CONSIGNE: Réécrivez le passage de l’article sur l’abstention en Europe centrale, de « Champions de l’absentéisme » à « urnes samedi dernier. », en remplaçant « participation » par « mobilisation ».

ARTICLE:
• • • • •
Champions de l’absentéisme
Le taux d’abstention dans les pays de l’Europe centrale est presque deux fois celui de l’Europe occidentale. Au cours des élections européennes, la participation en Hongrie s’élevait à 28%. En Pologne, elle était à 23%. En République tchèque, où le vote s’est déroulé sur deux jours, le 23 et le 24 mai, la participation n’a même pas atteint le pauvre seuil de 20 %. La palme d’or de la participation la plus faible revient néanmoins à la Slovaquie, qui bat le record absolu : seulement 13% des Slovaques se sont rendus aux urnes samedi dernier.
Malheureusement, il s’agit d’un phénomène récurrent qui se reproduit lors de nombreuses élections dans la région. Alors d’où vient ce désenchantement à l’égard de la politique ? Tout d’abord, il semble y avoir des difficultés au niveau de la consolidation démocratique. En effet, l’écart entre la population et les élites politiques reste considérable. Les riches deviennent plus riches, les pauvres restent en-dessous du seuil de pauvreté. Dans ce contexte, les partis politiques n’ont que très peu de membres, leurs cercles étant élitistes et restreints, ils ont du mal à représenter les intérêts sociaux. Voilà pourquoi la société civile reste peu organisée et les mouvements syndicalistes et les associations sous-représentés. Les mouvements syndicalistes français font d’ailleurs rêver en Europe centrale.
Malgré un faible taux de participation, les représentants politiques restent positifs : en dehors du Jobbik, le parti hongrois d’extrême droite, et dans une moindre mesure (mais d’autant plus étonnante) de la Pologne, les peuples d’Europe centrale n’ont pas voté pour des partis anti-européens, eurosceptiques, ou extrémistes. Marine le Pen va certes essayer de négocier avec le Congrès de la nouvelle droite polonaise mais il n’y aura vraisemblablement aucun député d’Europe centrale qui siègera avec l’extrême droite si jamais celle-ci parvient à se constituer un groupe au Parlement européen. Pour les trois élus du Jobbik, il n’est pas question de s’allier avec le Front National. La République tchèque et la Slovaquie restent complètement hors jeu.
• • • • •
EXTRAITS DU MATÉRIEL:

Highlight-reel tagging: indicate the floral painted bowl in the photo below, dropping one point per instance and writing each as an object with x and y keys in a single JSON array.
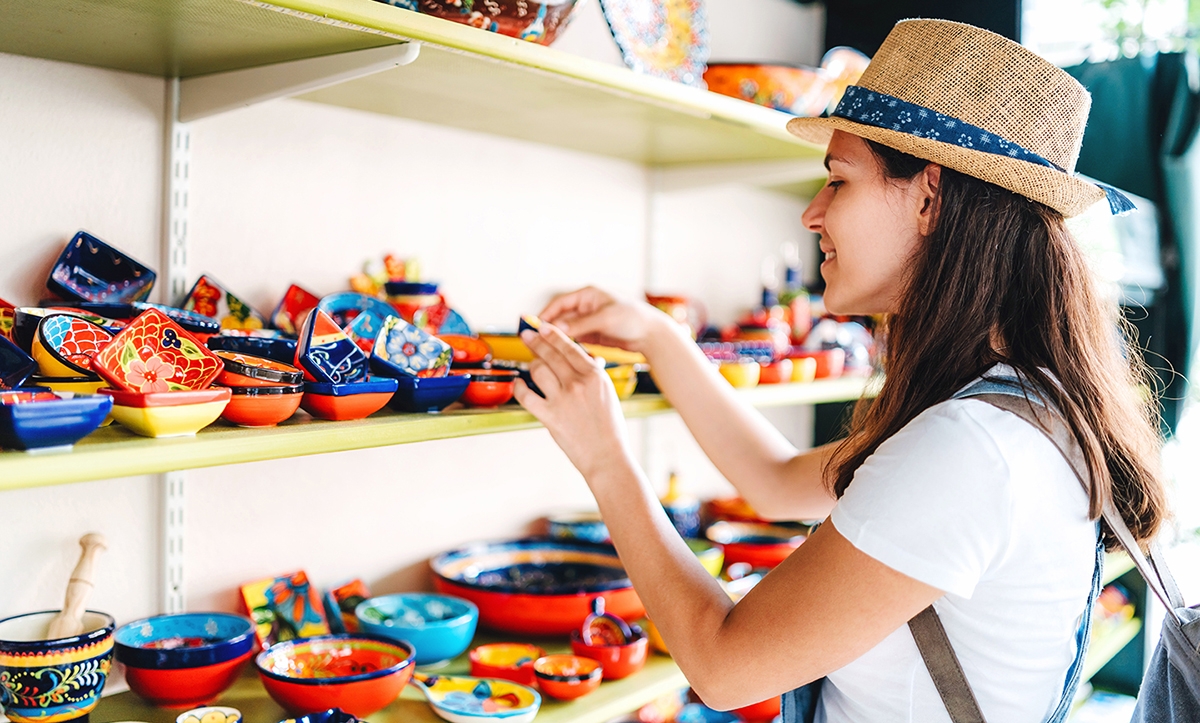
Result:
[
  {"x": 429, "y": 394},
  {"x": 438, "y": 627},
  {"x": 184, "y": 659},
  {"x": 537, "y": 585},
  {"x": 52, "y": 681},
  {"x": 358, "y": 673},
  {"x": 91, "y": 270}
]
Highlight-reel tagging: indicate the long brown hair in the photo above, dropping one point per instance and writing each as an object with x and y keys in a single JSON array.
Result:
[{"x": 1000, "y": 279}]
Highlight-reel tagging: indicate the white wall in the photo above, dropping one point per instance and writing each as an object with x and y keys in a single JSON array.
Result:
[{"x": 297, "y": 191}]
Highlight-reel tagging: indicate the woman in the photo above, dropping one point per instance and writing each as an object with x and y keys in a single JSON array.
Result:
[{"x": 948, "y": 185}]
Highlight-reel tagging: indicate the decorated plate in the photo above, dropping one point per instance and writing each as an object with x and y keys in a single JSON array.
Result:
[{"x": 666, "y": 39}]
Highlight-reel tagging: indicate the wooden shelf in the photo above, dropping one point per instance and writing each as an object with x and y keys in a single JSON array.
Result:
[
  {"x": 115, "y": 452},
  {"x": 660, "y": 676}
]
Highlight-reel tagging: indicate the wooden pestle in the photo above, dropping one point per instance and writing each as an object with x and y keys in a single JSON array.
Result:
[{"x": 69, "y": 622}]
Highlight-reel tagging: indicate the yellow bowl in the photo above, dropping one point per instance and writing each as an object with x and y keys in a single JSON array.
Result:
• • • • •
RÉPONSE RÉDIGÉE:
Champions de l’absentéisme
Le taux d’abstention dans les pays de l’Europe centrale est presque deux fois celui de l’Europe occidentale. Au cours des élections européennes, la mobilisation en Hongrie s’élevait à 28%. En Pologne, elle était à 23%. En République tchèque, où le vote s’est déroulé sur deux jours, le 23 et le 24 mai, la mobilisation n’a même pas atteint le pauvre seuil de 20 %. La palme d’or de la mobilisation la plus faible revient néanmoins à la Slovaquie, qui bat le record absolu : seulement 13% des Slovaques se sont rendus aux urnes samedi dernier.